■ **Requirement A**: Reproduce verbatim the passage of the article on Met Office seasonal forecasting from "The peer-reviewed paper" to "different conditions. (Ai2)".

New research from the UK’s Met Office has revealed the potential of machine learning-based weather models to revolutionize global seasonal forecasting.
The peer-reviewed paper Skilful global seasonal predictions from a machine learning weather model trained on reanalysis data, published in npj Climate and Atmospheric Science, assesses the viability of applying an ML weather model to global seasonal forecasts, which are vital for understanding global weather patterns.
According to the Met Office, seasonal forecasts – which look at the likely conditions for the next three months – can provide valuable insights for long-term planning and decision making, including for agriculture, water resources and public health.
Existing methods to provide seasonal forecasts involve running physics-based models multiple times to understand the most likely scenarios, with probabilities applied to different conditions. (Ai2)
According to new HCCP-funded research, the Allen Institute for AI’s ML model (known as ACE2) demonstrates comparable performance to existing methods, with significantly less computing power required.
Met Office lead author and senior scientist Chris Kent explained, “We’ve already seen how ML-based approaches show skill in short-range forecasting, what this paper does is explore using these methods at a much longer timescale at a global level.
“We’ve found that ACE2 shows skill comparable to existing physics-based methods, which could open up new opportunities on generating more detailed and accurate forecasts at a seasonal range.”
Comparing accuracy
To assess the accuracy of ACE2’s seasonal predictions, an ensemble of global forecasts covering 23 northern hemisphere winters was compared to both physics-based predictions for the same period, as well as the reality of the observed conditions that are known to have taken place.
The ensemble spread was similar to existing methods, with skilful predictions of the North Atlantic Oscillation, which often affects weather conditions in Europe and North America. When predicting the wintertime North Atlantic Oscillation, correlation scores of 0.3–0.6 are typically seen across physics-based models, whilst ACE2 achieves a score just under 0.5. In this methodology, a score of 1 would demonstrate perfect accuracy to the observed conditions.

■ **Requirement B**: Quote the listing from its first line to the line with "725,324,782,337", including both of those lines and nothing else.

■ **Information provided**:
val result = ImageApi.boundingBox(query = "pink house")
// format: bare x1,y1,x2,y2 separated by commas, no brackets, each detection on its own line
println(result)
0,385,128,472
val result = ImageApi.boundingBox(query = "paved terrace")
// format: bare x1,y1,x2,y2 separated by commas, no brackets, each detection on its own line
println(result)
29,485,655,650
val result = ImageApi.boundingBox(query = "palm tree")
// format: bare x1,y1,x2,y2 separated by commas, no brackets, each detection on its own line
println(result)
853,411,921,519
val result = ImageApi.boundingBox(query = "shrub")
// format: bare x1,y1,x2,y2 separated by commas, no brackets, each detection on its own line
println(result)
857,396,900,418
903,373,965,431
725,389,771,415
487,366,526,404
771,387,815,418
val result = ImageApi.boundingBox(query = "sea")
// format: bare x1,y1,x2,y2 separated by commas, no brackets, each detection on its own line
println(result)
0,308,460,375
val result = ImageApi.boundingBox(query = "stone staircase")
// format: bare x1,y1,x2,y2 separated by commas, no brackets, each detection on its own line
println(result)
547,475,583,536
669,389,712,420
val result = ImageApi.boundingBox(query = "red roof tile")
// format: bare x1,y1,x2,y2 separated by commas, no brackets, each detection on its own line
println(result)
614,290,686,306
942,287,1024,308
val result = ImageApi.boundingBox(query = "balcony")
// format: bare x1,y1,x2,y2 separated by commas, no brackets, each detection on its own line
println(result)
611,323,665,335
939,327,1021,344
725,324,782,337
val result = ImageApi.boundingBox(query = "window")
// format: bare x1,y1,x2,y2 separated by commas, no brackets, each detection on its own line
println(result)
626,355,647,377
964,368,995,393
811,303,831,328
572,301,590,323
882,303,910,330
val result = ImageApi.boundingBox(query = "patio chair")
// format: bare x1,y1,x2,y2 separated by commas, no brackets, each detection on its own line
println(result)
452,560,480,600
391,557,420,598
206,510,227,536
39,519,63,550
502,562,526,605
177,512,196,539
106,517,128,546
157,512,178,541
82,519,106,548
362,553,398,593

■ **Task answer A**:
The peer-reviewed paper Skilful global seasonal predictions from a machine learning weather model trained on reanalysis data, published in npj Climate and Atmospheric Science, assesses the viability of applying an ML weather model to global seasonal forecasts, which are vital for understanding global weather patterns.
According to the Met Office, seasonal forecasts – which look at the likely conditions for the next three months – can provide valuable insights for long-term planning and decision making, including for agriculture, water resources and public health.
Existing methods to provide seasonal forecasts involve running physics-based models multiple times to understand the most likely scenarios, with probabilities applied to different conditions. (Ai2)

■ **Task answer B**:
val result = ImageApi.boundingBox(query = "pink house")
// format: bare x1,y1,x2,y2 separated by commas, no brackets, each detection on its own line
println(result)
0,385,128,472
val result = ImageApi.boundingBox(query = "paved terrace")
// format: bare x1,y1,x2,y2 separated by commas, no brackets, each detection on its own line
println(result)
29,485,655,650
val result = ImageApi.boundingBox(query = "palm tree")
// format: bare x1,y1,x2,y2 separated by commas, no brackets, each detection on its own line
println(result)
853,411,921,519
val result = ImageApi.boundingBox(query = "shrub")
// format: bare x1,y1,x2,y2 separated by commas, no brackets, each detection on its own line
println(result)
857,396,900,418
903,373,965,431
725,389,771,415
487,366,526,404
771,387,815,418
val result = ImageApi.boundingBox(query = "sea")
// format: bare x1,y1,x2,y2 separated by commas, no brackets, each detection on its own line
println(result)
0,308,460,375
val result = ImageApi.boundingBox(query = "stone staircase")
// format: bare x1,y1,x2,y2 separated by commas, no brackets, each detection on its own line
println(result)
547,475,583,536
669,389,712,420
val result = ImageApi.boundingBox(query = "red roof tile")
// format: bare x1,y1,x2,y2 separated by commas, no brackets, each detection on its own line
println(result)
614,290,686,306
942,287,1024,308
val result = ImageApi.boundingBox(query = "balcony")
// format: bare x1,y1,x2,y2 separated by commas, no brackets, each detection on its own line
println(result)
611,323,665,335
939,327,1021,344
725,324,782,337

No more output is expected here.